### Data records
◆ ◆ ◆ ◆ ◆ ◆ ◆

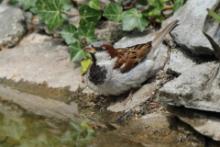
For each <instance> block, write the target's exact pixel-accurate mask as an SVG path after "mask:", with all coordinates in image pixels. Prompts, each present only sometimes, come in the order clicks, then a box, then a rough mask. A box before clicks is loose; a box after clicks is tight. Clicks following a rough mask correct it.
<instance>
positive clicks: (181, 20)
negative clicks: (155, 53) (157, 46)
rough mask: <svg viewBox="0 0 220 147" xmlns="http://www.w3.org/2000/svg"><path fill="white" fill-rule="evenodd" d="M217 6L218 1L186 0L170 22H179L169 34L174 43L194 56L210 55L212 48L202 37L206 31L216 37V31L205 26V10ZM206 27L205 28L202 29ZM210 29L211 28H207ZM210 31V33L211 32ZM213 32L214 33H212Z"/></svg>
mask: <svg viewBox="0 0 220 147" xmlns="http://www.w3.org/2000/svg"><path fill="white" fill-rule="evenodd" d="M218 4H219V0H212V1H207V0H188V1H186V4H185V5H184V6H183V7H182V8H180V9H179V10H178V11H177V12H176V13H175V14H174V16H173V17H171V18H170V19H169V20H168V21H167V22H165V24H166V23H169V22H170V21H173V20H176V19H178V20H179V25H178V26H177V27H176V28H175V29H174V30H173V31H172V32H171V35H172V36H173V38H174V41H175V42H176V43H177V44H178V45H180V46H182V47H184V48H187V49H188V50H190V51H191V52H192V53H194V54H196V55H204V54H205V55H207V54H208V55H211V54H213V48H212V46H211V44H210V42H209V41H208V39H207V38H206V37H205V36H204V34H203V31H208V32H209V33H211V34H212V35H214V34H215V35H217V34H219V33H217V32H219V29H218V30H217V29H216V27H215V26H213V25H206V23H209V22H207V21H206V20H207V15H208V12H207V9H214V8H216V7H217V5H218ZM204 26H206V28H204ZM208 26H209V27H211V28H208ZM211 30H212V31H211ZM213 30H214V31H213Z"/></svg>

◆ ◆ ◆ ◆ ◆ ◆ ◆

### EXERCISE REQUIREMENTS
Leave the images out and give the rest of the data again exactly.

### EXPECTED ANSWER
For each <instance> block, write the target's exact pixel-accurate mask as an SVG path after "mask:", with all coordinates in image pixels. Prompts, each present only sometimes, come in the order clicks, then a box, then a rough mask. A box before clicks is loose; a box after clicks is tight. Clicks following a rough mask correct it.
<instance>
positive clicks: (181, 20)
negative clicks: (155, 53) (157, 46)
rough mask: <svg viewBox="0 0 220 147" xmlns="http://www.w3.org/2000/svg"><path fill="white" fill-rule="evenodd" d="M217 6L218 1L186 0L170 22H179L169 34L174 43L194 56L210 55L212 48L202 37L206 31L216 37V31L205 26V10ZM206 27L205 28L202 29ZM210 29L211 28H207ZM210 31V33L211 32ZM213 32L214 33H212Z"/></svg>
mask: <svg viewBox="0 0 220 147" xmlns="http://www.w3.org/2000/svg"><path fill="white" fill-rule="evenodd" d="M218 4H219V0H212V1H207V0H188V1H186V4H185V5H184V6H183V7H182V8H180V9H179V10H178V11H177V12H176V13H175V14H174V16H173V17H171V18H170V19H169V20H168V21H167V22H165V24H166V23H169V22H170V21H173V20H176V19H178V20H179V25H178V26H177V27H176V28H175V29H174V30H173V31H172V32H171V35H172V36H173V38H174V41H175V42H176V43H177V44H178V45H180V46H182V47H184V48H187V49H188V50H190V51H191V52H192V53H194V54H196V55H204V54H205V55H207V54H208V55H211V54H213V48H212V46H211V44H210V42H209V41H208V39H207V38H206V37H205V36H204V34H203V31H208V32H209V33H211V34H212V35H214V34H215V35H217V34H219V33H217V32H219V29H218V30H217V29H216V27H215V26H213V25H206V23H209V22H207V21H206V20H207V15H208V12H207V9H214V8H216V7H217V5H218ZM204 26H206V28H204ZM208 26H209V27H211V28H208ZM211 30H212V31H211ZM213 30H214V31H213Z"/></svg>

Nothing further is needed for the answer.